What you should do: Count the lines of the listing that contain the string "high", treating uppercase and lowercase as different, and give only the number.

*** Opening of Listed records ***

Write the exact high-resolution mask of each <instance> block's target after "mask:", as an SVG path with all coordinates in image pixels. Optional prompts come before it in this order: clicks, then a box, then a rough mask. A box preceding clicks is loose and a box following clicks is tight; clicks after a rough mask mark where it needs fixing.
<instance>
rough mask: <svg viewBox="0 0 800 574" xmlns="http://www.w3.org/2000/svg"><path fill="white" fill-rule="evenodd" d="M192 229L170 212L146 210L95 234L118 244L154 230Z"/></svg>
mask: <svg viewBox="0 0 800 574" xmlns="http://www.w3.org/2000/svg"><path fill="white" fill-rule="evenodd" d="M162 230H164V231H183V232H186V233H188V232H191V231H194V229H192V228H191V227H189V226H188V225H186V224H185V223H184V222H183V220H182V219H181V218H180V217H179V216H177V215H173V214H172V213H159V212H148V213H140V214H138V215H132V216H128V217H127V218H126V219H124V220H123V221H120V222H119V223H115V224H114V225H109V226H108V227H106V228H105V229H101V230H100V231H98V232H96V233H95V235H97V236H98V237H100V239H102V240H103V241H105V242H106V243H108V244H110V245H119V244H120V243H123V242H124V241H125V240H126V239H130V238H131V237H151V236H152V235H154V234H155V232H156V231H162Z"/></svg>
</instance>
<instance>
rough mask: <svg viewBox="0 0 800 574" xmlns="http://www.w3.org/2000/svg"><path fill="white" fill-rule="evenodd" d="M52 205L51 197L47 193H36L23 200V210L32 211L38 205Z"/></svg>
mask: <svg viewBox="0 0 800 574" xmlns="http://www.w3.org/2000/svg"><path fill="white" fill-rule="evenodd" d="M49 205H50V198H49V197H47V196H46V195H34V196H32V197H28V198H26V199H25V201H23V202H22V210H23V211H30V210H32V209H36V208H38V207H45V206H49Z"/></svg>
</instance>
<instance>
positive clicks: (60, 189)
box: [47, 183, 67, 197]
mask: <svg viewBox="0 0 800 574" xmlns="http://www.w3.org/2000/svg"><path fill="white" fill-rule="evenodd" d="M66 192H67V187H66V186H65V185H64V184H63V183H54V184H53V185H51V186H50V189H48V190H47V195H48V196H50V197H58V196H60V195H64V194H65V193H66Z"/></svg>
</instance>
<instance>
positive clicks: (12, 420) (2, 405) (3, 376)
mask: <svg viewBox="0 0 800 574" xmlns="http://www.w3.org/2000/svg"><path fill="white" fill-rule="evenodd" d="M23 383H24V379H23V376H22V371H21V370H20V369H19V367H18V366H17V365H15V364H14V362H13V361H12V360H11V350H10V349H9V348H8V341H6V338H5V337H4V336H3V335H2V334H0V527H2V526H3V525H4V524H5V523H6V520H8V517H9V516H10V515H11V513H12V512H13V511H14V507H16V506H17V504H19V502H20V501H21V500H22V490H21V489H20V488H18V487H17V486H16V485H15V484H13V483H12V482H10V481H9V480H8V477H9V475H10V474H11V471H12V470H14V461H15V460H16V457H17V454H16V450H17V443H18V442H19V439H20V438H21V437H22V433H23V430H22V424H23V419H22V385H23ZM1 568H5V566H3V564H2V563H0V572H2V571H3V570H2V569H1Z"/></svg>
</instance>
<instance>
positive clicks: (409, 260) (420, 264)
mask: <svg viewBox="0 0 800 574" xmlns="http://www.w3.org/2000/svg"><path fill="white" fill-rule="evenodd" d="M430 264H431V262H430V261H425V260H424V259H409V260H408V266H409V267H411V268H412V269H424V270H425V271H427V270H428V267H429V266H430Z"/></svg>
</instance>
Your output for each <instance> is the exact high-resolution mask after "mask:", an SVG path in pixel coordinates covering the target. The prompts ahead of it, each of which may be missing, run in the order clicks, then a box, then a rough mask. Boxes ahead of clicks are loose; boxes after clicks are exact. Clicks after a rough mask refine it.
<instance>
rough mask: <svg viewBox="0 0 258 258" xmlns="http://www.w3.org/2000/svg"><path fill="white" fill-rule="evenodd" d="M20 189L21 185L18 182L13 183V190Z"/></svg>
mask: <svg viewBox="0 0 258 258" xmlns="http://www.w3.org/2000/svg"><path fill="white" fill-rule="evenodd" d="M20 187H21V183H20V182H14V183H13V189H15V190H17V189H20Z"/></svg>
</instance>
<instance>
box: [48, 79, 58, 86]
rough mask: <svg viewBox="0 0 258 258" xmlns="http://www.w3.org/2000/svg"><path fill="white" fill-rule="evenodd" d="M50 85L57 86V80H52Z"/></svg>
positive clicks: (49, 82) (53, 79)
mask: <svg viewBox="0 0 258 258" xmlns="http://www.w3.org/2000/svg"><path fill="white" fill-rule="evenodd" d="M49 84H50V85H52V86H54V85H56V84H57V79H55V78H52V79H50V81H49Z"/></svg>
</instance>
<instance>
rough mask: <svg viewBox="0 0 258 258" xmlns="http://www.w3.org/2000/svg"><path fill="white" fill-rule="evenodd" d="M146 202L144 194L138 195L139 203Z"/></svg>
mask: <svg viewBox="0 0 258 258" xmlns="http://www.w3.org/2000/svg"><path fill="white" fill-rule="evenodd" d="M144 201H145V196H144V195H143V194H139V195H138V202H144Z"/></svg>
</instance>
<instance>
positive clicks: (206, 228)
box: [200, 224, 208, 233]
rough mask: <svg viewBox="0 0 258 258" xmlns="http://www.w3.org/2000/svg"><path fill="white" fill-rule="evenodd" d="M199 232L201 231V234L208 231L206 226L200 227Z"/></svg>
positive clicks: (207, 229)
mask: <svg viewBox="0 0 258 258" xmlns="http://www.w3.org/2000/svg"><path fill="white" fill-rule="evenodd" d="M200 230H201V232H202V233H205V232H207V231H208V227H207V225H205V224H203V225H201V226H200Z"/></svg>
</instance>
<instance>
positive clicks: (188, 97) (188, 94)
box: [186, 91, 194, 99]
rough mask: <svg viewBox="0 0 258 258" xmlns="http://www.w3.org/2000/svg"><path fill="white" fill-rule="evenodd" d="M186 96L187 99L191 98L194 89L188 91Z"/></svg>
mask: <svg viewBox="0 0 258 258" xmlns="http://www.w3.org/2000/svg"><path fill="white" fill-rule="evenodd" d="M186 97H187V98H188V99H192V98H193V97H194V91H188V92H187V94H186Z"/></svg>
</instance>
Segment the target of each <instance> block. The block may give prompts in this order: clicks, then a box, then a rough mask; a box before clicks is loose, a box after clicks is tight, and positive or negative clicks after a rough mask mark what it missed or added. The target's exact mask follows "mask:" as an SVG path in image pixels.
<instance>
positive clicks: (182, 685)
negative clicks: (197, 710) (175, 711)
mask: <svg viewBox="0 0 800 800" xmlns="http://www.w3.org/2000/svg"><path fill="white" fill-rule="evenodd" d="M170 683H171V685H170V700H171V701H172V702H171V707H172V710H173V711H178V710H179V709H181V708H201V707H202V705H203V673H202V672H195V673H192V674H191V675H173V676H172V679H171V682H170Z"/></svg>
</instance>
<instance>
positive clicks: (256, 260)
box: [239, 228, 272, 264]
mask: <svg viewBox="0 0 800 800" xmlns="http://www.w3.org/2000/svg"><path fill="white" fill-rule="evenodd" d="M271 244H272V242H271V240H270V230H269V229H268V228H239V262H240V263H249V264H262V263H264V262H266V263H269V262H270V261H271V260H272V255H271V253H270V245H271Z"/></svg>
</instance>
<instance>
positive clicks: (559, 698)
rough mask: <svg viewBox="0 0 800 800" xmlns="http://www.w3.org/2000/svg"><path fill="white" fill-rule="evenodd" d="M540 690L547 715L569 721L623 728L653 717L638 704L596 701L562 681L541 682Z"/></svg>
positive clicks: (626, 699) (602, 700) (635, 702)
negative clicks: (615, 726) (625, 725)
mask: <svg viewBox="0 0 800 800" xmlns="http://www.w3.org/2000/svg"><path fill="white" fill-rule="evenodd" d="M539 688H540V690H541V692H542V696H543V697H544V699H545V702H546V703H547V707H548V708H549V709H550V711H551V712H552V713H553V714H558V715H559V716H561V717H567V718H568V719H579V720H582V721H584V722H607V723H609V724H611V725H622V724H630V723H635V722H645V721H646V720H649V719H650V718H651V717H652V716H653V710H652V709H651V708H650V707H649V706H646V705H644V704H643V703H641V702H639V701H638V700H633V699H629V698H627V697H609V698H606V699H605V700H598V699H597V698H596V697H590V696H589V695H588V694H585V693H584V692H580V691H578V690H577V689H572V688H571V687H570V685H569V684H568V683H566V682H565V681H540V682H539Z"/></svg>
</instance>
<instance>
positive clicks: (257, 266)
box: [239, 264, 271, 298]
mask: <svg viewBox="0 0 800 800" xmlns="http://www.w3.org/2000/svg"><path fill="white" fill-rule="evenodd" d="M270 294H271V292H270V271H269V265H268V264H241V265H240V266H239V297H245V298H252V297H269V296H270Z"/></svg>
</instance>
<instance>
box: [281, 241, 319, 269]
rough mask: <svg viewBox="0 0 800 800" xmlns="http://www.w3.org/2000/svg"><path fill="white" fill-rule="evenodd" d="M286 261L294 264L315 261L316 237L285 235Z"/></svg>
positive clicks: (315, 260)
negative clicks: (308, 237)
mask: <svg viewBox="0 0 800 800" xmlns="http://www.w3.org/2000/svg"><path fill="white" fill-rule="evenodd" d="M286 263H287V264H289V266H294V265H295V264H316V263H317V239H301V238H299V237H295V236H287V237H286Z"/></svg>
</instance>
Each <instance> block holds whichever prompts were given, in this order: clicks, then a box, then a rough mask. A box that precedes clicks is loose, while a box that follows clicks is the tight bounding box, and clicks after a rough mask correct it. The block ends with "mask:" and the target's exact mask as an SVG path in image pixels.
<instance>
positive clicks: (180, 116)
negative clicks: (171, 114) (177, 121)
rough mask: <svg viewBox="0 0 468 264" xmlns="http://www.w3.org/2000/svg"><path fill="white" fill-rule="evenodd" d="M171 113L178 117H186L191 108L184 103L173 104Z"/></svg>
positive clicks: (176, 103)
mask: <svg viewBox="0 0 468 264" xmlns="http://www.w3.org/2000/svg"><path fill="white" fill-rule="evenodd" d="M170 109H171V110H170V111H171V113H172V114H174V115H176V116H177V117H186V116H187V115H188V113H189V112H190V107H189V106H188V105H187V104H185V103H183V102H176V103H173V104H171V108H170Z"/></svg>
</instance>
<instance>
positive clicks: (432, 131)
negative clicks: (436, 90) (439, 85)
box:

*** Close of Listed records ***

Exercise answer: 2